## Die Aufgabe
Schreib die folgenden Daten vollständig Wort für Wort ab, ohne eine Zeile zu ändern.

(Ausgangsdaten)
***
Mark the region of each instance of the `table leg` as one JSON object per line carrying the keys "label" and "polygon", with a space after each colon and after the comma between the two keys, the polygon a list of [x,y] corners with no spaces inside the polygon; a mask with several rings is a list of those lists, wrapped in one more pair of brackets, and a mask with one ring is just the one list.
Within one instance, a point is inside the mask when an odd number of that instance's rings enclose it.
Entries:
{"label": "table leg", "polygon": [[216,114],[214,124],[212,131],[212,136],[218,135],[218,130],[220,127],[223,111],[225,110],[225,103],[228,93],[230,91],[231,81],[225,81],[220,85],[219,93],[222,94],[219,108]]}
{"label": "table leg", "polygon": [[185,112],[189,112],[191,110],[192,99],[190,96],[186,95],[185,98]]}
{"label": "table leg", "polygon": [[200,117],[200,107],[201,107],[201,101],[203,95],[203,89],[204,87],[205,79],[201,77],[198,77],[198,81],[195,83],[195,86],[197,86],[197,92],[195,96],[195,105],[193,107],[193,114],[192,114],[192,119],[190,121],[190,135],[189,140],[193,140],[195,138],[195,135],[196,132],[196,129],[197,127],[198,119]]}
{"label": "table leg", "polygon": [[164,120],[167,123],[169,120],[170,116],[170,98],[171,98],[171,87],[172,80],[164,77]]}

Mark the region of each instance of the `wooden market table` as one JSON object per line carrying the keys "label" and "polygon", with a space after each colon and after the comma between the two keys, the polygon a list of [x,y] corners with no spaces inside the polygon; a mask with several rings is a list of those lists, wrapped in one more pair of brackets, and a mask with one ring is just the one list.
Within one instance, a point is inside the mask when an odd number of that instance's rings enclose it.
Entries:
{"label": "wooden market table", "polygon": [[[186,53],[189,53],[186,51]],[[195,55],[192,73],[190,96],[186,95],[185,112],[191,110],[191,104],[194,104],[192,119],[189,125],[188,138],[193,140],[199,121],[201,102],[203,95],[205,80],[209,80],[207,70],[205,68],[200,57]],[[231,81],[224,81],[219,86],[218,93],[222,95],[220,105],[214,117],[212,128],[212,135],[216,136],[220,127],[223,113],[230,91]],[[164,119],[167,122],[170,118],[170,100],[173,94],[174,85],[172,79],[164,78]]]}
***
## Antwort zur Übung
Mark the region of each instance of the `table leg` as one JSON object per line carrying the keys "label" and "polygon", with a space after each colon and after the comma between the two keys, the polygon a list of [x,y] corners with no spaces inside the polygon; a mask with several rings is a list of those lists, wrapped in one more pair of brackets, and a mask with one ring is just the one list.
Within one instance, a point is inside the mask when an odd number of that instance's rings enclose it.
Entries:
{"label": "table leg", "polygon": [[216,114],[214,124],[212,131],[212,136],[218,135],[218,130],[220,127],[223,111],[225,110],[225,103],[228,93],[230,91],[231,81],[225,81],[220,85],[219,93],[222,94],[219,108]]}
{"label": "table leg", "polygon": [[185,112],[189,112],[191,110],[192,99],[190,96],[186,95],[185,98]]}
{"label": "table leg", "polygon": [[200,117],[200,107],[201,107],[201,101],[203,95],[203,89],[204,87],[205,79],[201,77],[198,77],[198,81],[195,83],[195,86],[197,86],[197,92],[195,96],[195,105],[193,107],[193,114],[192,114],[192,119],[190,121],[190,135],[189,140],[193,140],[195,138],[195,135],[196,132],[196,129],[197,127],[198,119]]}
{"label": "table leg", "polygon": [[164,120],[167,123],[169,120],[170,116],[170,98],[171,98],[171,87],[172,80],[164,77]]}

Mark the region of each instance of the `wooden market table` as one JSON object per line carrying the keys "label" and "polygon", with a space after each colon and after the comma between the two keys, the polygon a list of [x,y] corners with no spaces inside the polygon; a mask with several rings is a list of those lists, wrapped in one more pair of brackets, and a mask with one ring is just the one list.
Within one instance, a point is inside the mask when an odd number of that instance's rings enclose it.
Entries:
{"label": "wooden market table", "polygon": [[[186,53],[189,53],[186,51]],[[195,55],[192,73],[190,96],[186,95],[185,112],[191,110],[191,104],[194,104],[192,119],[189,125],[188,138],[193,140],[199,121],[201,102],[203,95],[205,80],[209,80],[207,70],[205,68],[200,57]],[[231,81],[224,81],[219,86],[218,93],[222,95],[220,105],[214,117],[212,128],[212,135],[216,136],[220,127],[223,113],[230,91]],[[164,119],[167,122],[170,118],[170,100],[173,94],[174,85],[172,79],[164,78]]]}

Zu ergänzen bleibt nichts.